TASK DIRECTIONS: Please pick up the news report below on Boris Johnson and the privileges committee, and continue it from its final sentence.

SELECTED EXCERPT:

Boris Johnson has called for a Conservative MP on the privileges committee to resign as a furious blue-on-blue row erupted on the eve of a long-awaited report that will find he misled parliament over Partygate.
In an attempt to disparage the findings of the report, Johnson called allegations that Bernard Jenkin attended a birthday drinks in parliament during Covid restrictions a “total contempt of parliament” and said he has “no choice” but to recuse himself from the panel.
The move was called “utterly desperate” by senior Tories who believe the storm was blown up by Johnson to undermine the privileges committee’s damning findings against him, which are set to be published on Thursday.
Jenkin, parliament’s most senior select committee chair and a former Tory deputy chair, was said by the Guido Fawkes website to have attended an event on 8 December 2020 in parliament. It was reportedly the date of his wife’s birthday, with a “drinks party” held by Eleanor Laing, a Commons deputy speaker, in her office.
Several people were in attendance, including Jenkin, it was claimed. Guido Fawkes said when it contacted Jenkin for comment that he insisted: “I did not attend any drinks parties during lockdown.” When pressed further to see if he would deny having a drink at his wife’s birthday celebration, Jenkin said: “I don’t recall.”
Laing told Guido Fawkes the event was in the rules. In a statement, she said: “At the beginning of the pandemic I took advice on how many could be present in a room, I had the room measured and I kept a two metre ruler so that I could always verify that nobody who was working here was put at risk.”
Bernard Jenkin, his wife and a spokesperson for the privileges committee were all contacted with a request for comment from the Guardian.

GIVEN ENTRIES:
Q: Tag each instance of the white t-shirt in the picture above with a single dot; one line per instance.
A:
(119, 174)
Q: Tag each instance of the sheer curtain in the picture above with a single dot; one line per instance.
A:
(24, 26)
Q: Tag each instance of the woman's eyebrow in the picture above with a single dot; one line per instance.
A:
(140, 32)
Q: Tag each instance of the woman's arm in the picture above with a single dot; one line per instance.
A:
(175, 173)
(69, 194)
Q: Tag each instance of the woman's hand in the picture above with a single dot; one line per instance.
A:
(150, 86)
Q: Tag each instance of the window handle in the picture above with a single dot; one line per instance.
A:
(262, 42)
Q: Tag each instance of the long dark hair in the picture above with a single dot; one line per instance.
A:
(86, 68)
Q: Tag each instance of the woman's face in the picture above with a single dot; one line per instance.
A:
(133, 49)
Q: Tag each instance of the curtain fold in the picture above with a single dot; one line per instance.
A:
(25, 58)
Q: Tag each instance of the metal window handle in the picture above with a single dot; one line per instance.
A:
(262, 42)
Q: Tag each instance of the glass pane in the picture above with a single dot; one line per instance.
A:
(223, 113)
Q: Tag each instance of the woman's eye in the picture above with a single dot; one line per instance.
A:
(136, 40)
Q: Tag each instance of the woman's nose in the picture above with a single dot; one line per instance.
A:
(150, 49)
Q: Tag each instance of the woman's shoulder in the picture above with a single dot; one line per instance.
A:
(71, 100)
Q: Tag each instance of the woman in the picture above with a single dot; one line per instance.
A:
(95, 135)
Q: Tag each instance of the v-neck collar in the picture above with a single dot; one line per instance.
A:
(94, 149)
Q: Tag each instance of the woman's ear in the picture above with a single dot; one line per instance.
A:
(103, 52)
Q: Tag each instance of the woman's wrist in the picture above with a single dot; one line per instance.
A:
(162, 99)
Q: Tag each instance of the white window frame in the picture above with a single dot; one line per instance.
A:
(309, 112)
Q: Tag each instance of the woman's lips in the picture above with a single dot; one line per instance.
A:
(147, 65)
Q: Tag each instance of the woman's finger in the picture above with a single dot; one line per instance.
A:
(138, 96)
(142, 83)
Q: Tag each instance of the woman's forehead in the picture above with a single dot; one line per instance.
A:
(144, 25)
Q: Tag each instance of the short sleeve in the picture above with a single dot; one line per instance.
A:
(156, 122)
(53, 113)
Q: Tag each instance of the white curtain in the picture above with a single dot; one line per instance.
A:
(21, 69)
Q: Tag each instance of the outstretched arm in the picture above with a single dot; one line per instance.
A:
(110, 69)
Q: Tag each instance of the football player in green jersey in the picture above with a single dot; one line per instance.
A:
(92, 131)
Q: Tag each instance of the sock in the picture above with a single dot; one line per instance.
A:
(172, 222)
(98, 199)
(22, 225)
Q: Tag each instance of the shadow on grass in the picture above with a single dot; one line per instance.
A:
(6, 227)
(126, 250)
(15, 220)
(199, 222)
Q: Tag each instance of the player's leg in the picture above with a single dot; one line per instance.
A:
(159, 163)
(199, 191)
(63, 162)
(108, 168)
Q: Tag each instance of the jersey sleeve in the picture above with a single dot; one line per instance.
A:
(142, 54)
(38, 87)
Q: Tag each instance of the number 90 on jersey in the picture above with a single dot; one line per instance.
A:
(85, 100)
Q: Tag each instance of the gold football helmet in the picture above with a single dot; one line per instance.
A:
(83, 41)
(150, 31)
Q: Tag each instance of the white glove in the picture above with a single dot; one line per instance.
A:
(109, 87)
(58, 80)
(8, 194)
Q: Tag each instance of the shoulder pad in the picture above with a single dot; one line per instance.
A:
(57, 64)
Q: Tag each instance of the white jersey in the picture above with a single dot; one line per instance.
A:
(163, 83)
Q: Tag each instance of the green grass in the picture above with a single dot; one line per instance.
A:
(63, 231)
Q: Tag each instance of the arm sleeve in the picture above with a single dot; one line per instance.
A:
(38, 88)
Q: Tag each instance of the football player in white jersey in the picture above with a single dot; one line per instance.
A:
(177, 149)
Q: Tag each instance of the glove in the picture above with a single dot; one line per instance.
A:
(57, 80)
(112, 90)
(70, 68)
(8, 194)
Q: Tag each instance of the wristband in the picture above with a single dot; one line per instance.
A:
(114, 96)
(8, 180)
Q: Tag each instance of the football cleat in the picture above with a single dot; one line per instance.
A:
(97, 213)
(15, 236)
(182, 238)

...

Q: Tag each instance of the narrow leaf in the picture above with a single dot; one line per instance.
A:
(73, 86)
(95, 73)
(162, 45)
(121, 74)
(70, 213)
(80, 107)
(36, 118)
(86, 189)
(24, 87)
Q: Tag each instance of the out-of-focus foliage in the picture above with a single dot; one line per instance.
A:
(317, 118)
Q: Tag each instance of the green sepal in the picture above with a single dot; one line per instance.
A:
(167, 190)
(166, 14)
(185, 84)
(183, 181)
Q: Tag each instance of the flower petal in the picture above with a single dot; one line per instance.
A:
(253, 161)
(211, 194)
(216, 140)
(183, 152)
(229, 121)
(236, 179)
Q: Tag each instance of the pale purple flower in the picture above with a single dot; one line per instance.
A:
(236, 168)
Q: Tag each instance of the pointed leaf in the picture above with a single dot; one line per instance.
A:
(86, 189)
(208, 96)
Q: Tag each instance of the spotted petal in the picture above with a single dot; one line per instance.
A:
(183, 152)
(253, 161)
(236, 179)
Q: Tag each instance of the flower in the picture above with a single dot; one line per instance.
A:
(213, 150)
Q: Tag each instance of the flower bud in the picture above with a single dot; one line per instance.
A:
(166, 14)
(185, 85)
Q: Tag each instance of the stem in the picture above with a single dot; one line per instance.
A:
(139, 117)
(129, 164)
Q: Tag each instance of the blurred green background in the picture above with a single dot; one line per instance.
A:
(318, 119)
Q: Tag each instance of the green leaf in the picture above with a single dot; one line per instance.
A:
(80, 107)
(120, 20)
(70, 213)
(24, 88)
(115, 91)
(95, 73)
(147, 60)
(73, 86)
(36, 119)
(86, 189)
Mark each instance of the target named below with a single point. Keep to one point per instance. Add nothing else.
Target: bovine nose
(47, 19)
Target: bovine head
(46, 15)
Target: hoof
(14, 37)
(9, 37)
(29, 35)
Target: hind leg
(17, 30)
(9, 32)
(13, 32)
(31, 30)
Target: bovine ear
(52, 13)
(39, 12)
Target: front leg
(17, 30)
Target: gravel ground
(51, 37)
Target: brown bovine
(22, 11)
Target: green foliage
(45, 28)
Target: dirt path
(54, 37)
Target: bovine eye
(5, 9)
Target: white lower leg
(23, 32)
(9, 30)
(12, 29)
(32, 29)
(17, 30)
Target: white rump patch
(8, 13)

ANSWER SPACE:
An ally of Jenkin said it was a work event held by senior figures in the Women2Win network, which encourages more Tory women to stand for political office, and that he arrived to collect his wife.
At the time of the event, the second national lockdown had recently lifted across England and the “tiers” system was in force. London was in tier 2, meaning households were not allowed to mix indoors apart from support bubbles, while the “rule of six” applied outdoors.
Everyone who could work from home was told to do so, but key workers – which included politicians – were still permitted to travel into the office and gather indoors for work purposes, so long as social distancing was observed.
Some Tory MPs reacted with fury, believing Johnson had engineered the new claims emerging about Jenkin to derail the privileges committee investigation. One said: “Boris will desperately be opening his little black book and desperately trying to cast aspersions elsewhere. He would burn parliament to the ground around him.” Another added: “We’re not far off him asking Andrew Bridgen for his tinfoil hat supplier.”
Nadine Dorries, the former culture secretary, is understood to have written to the clerk of the privileges committee about the alleged event, calling for its chair, Harriet Harman, to look into the claims.